▸ **Action item**
Starting from the line that holds "Each returned marker MUST sit on an instance of the tall", print every line through the end of the records, first and last included.

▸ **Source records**
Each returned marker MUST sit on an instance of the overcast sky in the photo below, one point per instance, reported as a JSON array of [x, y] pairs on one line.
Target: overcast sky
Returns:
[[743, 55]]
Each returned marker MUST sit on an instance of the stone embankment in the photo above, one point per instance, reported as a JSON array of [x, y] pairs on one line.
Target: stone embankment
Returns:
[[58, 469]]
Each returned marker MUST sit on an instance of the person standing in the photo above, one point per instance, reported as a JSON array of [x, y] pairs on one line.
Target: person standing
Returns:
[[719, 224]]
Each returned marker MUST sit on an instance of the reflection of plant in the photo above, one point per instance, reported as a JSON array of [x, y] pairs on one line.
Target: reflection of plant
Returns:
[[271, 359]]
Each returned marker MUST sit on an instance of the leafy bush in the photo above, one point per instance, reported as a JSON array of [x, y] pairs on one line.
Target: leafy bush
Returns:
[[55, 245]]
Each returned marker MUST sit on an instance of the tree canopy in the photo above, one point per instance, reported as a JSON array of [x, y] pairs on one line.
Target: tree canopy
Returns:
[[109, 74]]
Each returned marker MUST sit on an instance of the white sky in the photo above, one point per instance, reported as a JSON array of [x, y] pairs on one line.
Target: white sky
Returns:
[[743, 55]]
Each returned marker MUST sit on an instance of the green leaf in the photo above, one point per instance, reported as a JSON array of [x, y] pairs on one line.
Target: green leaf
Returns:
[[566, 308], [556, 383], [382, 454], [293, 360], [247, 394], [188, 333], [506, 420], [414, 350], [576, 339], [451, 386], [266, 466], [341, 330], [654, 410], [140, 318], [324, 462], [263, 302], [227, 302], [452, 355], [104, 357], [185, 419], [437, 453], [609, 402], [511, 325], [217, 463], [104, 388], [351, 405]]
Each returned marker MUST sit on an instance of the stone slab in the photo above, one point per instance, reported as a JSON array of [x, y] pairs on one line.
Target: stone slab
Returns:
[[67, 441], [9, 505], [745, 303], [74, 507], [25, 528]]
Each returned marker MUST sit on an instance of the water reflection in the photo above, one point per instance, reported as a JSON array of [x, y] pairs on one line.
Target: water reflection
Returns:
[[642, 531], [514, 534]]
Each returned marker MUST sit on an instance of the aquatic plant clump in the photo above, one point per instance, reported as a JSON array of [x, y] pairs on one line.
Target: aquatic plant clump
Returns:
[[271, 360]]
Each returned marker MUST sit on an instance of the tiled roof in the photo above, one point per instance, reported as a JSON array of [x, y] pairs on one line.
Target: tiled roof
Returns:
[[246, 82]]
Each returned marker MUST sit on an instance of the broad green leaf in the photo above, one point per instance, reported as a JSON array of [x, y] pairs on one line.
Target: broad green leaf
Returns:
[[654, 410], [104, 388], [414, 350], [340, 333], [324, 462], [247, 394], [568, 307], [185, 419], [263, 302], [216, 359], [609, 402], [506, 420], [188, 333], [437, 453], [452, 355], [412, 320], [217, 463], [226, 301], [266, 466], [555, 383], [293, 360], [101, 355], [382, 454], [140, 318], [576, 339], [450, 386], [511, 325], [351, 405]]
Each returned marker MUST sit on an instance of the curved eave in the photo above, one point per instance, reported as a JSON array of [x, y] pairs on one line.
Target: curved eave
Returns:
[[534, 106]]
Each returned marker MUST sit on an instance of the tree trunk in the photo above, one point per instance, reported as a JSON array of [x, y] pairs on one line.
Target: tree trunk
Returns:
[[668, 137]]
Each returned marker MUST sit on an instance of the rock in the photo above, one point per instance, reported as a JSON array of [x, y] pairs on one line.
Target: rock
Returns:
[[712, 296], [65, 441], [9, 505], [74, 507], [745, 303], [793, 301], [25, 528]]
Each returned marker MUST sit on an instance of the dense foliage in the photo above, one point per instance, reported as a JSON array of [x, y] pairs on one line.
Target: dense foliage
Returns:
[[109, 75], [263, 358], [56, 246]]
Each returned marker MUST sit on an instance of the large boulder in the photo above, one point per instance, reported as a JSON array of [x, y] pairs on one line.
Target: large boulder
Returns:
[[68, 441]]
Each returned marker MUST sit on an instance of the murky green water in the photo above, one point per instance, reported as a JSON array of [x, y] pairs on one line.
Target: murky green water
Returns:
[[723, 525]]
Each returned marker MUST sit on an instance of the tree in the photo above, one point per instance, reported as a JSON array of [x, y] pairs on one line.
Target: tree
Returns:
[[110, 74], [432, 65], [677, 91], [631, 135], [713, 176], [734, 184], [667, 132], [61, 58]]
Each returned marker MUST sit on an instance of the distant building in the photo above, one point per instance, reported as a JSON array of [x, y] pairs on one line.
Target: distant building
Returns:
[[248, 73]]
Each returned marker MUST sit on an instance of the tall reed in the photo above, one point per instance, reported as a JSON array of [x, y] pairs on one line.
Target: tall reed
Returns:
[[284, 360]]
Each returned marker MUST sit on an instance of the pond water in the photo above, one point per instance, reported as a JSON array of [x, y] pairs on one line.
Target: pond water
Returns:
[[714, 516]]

▸ **Completed exercise**
Each returned marker MUST sit on an instance of the tall reed in the photo above, one point per instance, reported as a JSON array of [x, y] pairs on one line.
Target: tall reed
Returns:
[[284, 360]]
Each returned marker MUST sit on an instance of the pond water in the photo above, one point per instance, reported as a JSON array of [x, y] pairs on one line.
Target: pond water
Returns:
[[714, 516]]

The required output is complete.